# start of Provided data
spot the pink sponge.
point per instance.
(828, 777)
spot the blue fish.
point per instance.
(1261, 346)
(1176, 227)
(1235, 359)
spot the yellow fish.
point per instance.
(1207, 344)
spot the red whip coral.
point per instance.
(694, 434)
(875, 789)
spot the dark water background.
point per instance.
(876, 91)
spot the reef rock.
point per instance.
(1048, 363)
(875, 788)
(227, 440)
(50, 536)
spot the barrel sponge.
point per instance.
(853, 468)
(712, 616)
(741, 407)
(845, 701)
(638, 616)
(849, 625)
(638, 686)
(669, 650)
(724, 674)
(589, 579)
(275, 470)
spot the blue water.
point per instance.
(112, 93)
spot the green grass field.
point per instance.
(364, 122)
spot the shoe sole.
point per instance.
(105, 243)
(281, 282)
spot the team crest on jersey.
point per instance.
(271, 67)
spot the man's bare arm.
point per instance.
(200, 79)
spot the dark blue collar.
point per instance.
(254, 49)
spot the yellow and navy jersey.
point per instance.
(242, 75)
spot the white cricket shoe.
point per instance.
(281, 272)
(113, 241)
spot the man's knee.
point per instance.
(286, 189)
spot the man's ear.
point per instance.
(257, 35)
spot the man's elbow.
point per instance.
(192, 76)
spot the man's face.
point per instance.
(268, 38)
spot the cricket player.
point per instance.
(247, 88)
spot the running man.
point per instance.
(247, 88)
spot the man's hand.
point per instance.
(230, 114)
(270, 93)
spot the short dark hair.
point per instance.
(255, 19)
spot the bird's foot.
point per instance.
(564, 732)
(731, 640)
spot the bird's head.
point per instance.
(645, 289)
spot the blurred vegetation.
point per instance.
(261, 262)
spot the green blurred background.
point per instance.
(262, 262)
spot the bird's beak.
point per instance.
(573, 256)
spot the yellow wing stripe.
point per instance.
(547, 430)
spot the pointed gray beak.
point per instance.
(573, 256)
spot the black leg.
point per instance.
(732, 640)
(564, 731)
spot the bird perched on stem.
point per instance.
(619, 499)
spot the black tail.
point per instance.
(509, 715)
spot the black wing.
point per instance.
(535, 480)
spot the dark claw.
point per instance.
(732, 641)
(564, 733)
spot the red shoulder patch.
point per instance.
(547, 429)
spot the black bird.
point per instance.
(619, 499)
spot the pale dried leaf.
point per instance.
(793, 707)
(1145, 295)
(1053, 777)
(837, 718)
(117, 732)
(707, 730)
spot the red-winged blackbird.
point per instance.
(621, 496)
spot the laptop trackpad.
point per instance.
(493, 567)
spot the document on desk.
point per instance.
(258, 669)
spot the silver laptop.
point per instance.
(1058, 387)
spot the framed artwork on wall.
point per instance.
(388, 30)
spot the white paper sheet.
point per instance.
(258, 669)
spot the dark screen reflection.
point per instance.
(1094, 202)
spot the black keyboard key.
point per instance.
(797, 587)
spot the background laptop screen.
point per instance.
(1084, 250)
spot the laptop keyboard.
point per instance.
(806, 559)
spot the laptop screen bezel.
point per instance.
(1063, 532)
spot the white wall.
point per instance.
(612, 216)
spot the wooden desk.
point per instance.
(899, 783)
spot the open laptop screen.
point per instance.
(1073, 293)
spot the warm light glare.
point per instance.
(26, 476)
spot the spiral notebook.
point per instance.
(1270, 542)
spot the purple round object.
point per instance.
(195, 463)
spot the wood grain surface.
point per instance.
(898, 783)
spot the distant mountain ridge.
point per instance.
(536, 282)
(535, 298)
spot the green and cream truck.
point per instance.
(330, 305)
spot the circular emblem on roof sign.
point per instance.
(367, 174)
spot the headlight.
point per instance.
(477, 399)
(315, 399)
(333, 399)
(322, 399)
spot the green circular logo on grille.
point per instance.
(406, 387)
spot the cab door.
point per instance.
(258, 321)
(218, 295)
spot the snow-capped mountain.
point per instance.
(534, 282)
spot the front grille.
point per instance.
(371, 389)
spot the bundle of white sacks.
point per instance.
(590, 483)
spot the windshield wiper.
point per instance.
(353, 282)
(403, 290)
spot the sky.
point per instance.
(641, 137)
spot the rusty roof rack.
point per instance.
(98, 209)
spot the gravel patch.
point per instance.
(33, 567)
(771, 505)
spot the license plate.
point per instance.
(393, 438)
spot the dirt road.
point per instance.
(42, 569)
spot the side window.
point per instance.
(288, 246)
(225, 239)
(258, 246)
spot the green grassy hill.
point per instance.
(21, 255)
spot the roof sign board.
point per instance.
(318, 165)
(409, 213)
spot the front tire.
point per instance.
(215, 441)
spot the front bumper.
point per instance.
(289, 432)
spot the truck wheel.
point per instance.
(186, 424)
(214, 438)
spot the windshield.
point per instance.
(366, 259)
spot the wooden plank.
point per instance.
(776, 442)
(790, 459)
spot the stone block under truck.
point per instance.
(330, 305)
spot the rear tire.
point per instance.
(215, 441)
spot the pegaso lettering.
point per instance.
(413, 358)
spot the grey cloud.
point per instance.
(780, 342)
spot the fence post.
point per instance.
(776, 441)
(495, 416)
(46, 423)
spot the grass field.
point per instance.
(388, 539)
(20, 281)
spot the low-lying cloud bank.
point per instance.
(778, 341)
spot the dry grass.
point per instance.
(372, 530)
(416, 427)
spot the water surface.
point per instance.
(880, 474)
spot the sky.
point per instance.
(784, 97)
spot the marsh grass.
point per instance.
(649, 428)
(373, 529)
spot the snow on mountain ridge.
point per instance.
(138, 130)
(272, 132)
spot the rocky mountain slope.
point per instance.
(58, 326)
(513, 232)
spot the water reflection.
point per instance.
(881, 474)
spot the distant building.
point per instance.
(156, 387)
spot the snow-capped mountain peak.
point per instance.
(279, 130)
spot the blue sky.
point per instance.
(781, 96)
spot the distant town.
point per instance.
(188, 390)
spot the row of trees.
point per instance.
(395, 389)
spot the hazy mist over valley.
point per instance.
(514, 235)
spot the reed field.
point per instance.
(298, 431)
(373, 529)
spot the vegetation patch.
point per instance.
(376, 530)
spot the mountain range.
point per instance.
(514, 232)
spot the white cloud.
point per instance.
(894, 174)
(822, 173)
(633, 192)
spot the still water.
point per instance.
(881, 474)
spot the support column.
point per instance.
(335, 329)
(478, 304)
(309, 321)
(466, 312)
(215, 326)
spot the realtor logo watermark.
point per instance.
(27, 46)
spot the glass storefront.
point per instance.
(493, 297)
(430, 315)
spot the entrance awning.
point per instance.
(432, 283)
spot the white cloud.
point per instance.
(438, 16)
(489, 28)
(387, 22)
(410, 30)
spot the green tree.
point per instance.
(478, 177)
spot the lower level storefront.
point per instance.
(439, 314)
# end of Provided data
▸ Task:
Please change "point per instance" to "mark each occurrence" throughout the material above and write it all out again, leaving everything else the same.

▸ Exercise answer:
spot the pink sponge.
mark each occurrence.
(828, 777)
spot the blue fish.
mark each occurrence.
(1261, 346)
(1176, 227)
(1235, 359)
spot the yellow fish.
mark each occurrence.
(1207, 344)
spot the red whip coral.
mark each occurrence.
(694, 434)
(875, 789)
spot the dark water background.
mark each occurrence.
(876, 91)
spot the reef rock.
mark each occurrence.
(1048, 363)
(875, 788)
(227, 440)
(50, 536)
spot the barrel sponge.
mark each occurrence.
(853, 468)
(712, 616)
(741, 407)
(845, 701)
(638, 616)
(849, 625)
(638, 686)
(669, 650)
(724, 674)
(589, 579)
(275, 470)
spot the blue water.
mark each occurrence.
(112, 93)
spot the green grass field.
mark each occurrence.
(364, 122)
spot the shoe sole.
mark each occurrence.
(105, 243)
(281, 282)
spot the team crest on jersey.
mark each occurrence.
(271, 67)
spot the man's bare arm.
mark each occurrence.
(200, 79)
spot the dark blue collar.
mark each occurrence.
(254, 49)
spot the yellow and navy jersey.
mark each occurrence.
(242, 75)
spot the white cricket shoe.
mark each occurrence.
(281, 272)
(113, 241)
spot the man's knee.
mark each occurrence.
(286, 189)
spot the man's ear.
mark each occurrence.
(257, 35)
spot the man's elbow.
mark each occurrence.
(192, 76)
spot the man's face.
mark each occurrence.
(268, 38)
spot the cricket player.
mark each occurrence.
(247, 88)
spot the running man.
mark each occurrence.
(247, 88)
spot the man's hand.
mark each occurrence.
(230, 114)
(270, 93)
spot the short dark hair.
mark each occurrence.
(255, 19)
spot the bird's foot.
mark each occurrence.
(564, 732)
(731, 640)
spot the bird's head.
mark each occurrence.
(645, 289)
spot the blurred vegetation.
mark each occurrence.
(261, 262)
spot the green blurred background.
mark each occurrence.
(262, 262)
spot the bird's beak.
mark each occurrence.
(573, 256)
spot the yellow wing stripe.
mark each occurrence.
(547, 430)
spot the pointed gray beak.
mark each occurrence.
(573, 256)
spot the black leg.
mark each occurrence.
(732, 640)
(564, 731)
spot the bird perched on stem.
mark each occurrence.
(619, 499)
spot the black tail.
mark each occurrence.
(509, 715)
spot the black wing.
mark each occurrence.
(535, 480)
spot the dark claw.
mark each occurrence.
(732, 641)
(564, 733)
spot the red shoulder patch.
mark each occurrence.
(547, 429)
spot the black bird.
mark each occurrence.
(619, 499)
spot the pale dried leaf.
mark each occurrence.
(793, 707)
(1145, 295)
(1053, 777)
(837, 718)
(117, 732)
(707, 730)
spot the red-winged blackbird.
mark each occurrence.
(621, 496)
spot the laptop trackpad.
mark each occurrence.
(493, 567)
spot the document on desk.
mark each occurrence.
(258, 669)
spot the silver laptop.
mark each occurrence.
(1058, 387)
spot the framed artwork on wall.
mark each occurrence.
(388, 30)
spot the white paper sheet.
mark each occurrence.
(258, 669)
spot the dark screen reflection.
mark each occurrence.
(1094, 202)
spot the black keyboard key.
mark each occurrence.
(797, 587)
spot the background laptop screen.
mark each occurrence.
(1084, 250)
spot the laptop keyboard.
mark each occurrence.
(806, 559)
spot the laptop screen bezel.
mark each occurrence.
(1063, 532)
spot the white wall.
mark each occurrence.
(612, 216)
spot the wooden desk.
mark each occurrence.
(899, 783)
spot the open laptop screen.
mark each occurrence.
(1073, 293)
spot the warm light glare.
mark each occurrence.
(26, 476)
spot the spiral notebook.
mark each occurrence.
(1270, 542)
spot the purple round object.
mark each occurrence.
(195, 463)
spot the wood grain surface.
mark each occurrence.
(898, 783)
spot the distant mountain ridge.
mark each occurrence.
(536, 282)
(535, 298)
spot the green and cream truck.
mark each occurrence.
(330, 305)
spot the circular emblem on roof sign.
mark each occurrence.
(367, 174)
spot the headlight.
mark each occurrence.
(477, 399)
(315, 399)
(333, 399)
(322, 399)
spot the green circular logo on grille.
mark each occurrence.
(406, 387)
spot the cab door.
mark each occurrence.
(258, 321)
(218, 295)
spot the snow-capped mountain.
mark each occurrence.
(534, 282)
spot the front grille.
mark each occurrence.
(371, 389)
spot the bundle of white sacks.
mark each occurrence.
(590, 483)
spot the windshield wiper.
mark each occurrence.
(353, 282)
(403, 290)
spot the sky.
mark each occurrence.
(641, 137)
spot the rusty roof rack.
mark each occurrence.
(98, 209)
spot the gravel patch.
mark each occurrence.
(33, 567)
(771, 505)
spot the license plate.
mark each occurrence.
(393, 438)
spot the dirt road.
mark each occurrence.
(42, 569)
spot the side window.
mark each occurrence.
(288, 246)
(225, 239)
(258, 246)
spot the green grassy hill.
mark each occurrence.
(21, 255)
spot the roof sign board.
mark each occurrence.
(318, 165)
(409, 213)
spot the front tire.
mark each occurrence.
(215, 441)
spot the front bumper.
mark each occurrence.
(289, 432)
spot the truck wheel.
mark each occurrence.
(186, 424)
(214, 438)
spot the windshield.
mark each occurrence.
(366, 259)
spot the wooden plank.
mark each occurrence.
(776, 442)
(790, 459)
spot the stone block under truck.
mark each occurrence.
(330, 305)
spot the rear tire.
mark each occurrence.
(215, 441)
spot the pegaso lettering.
mark each occurrence.
(413, 358)
spot the grey cloud.
mark each occurrence.
(780, 342)
spot the fence post.
mark each occurrence.
(776, 441)
(495, 416)
(46, 423)
spot the grass field.
mark each occurrence.
(388, 539)
(20, 281)
spot the low-lying cloud bank.
mark each occurrence.
(778, 341)
spot the dry grass.
mark each occurrence.
(372, 530)
(416, 427)
spot the water surface.
mark each occurrence.
(880, 474)
spot the sky.
mark each occurrence.
(784, 97)
spot the marsh grass.
mark each occurrence.
(649, 428)
(373, 529)
spot the snow on mountain ridge.
mark each occurrence.
(138, 130)
(272, 132)
spot the rocky mountain slope.
mark each occurrence.
(58, 326)
(513, 232)
spot the water reflection.
mark each occurrence.
(881, 474)
spot the distant building.
mark each occurrence.
(156, 387)
spot the snow-capped mountain peak.
mark each occurrence.
(279, 130)
spot the blue sky.
mark each occurrence.
(781, 96)
spot the distant town.
mark each occurrence.
(188, 390)
spot the row of trees.
mark each occurrence.
(395, 389)
spot the hazy mist over valley.
mark each occurrence.
(514, 235)
spot the reed field.
mark each occurrence.
(298, 431)
(373, 529)
spot the vegetation patch.
mark each occurrence.
(376, 530)
spot the mountain range.
mark each occurrence.
(514, 232)
spot the white cloud.
mark each occurrence.
(894, 174)
(822, 173)
(633, 192)
spot the still water.
mark each occurrence.
(881, 474)
spot the support column.
mark each occurrence.
(335, 329)
(478, 304)
(309, 321)
(466, 312)
(215, 326)
spot the realtor logo watermark.
mark each occurrence.
(27, 46)
spot the glass storefront.
mark each occurrence.
(493, 297)
(430, 315)
spot the entrance awning.
mark each occurrence.
(432, 283)
spot the white cloud.
mark each occurrence.
(438, 16)
(489, 28)
(387, 22)
(410, 30)
spot the green tree.
mark each occurrence.
(478, 177)
spot the lower level storefront.
mark each occurrence.
(439, 314)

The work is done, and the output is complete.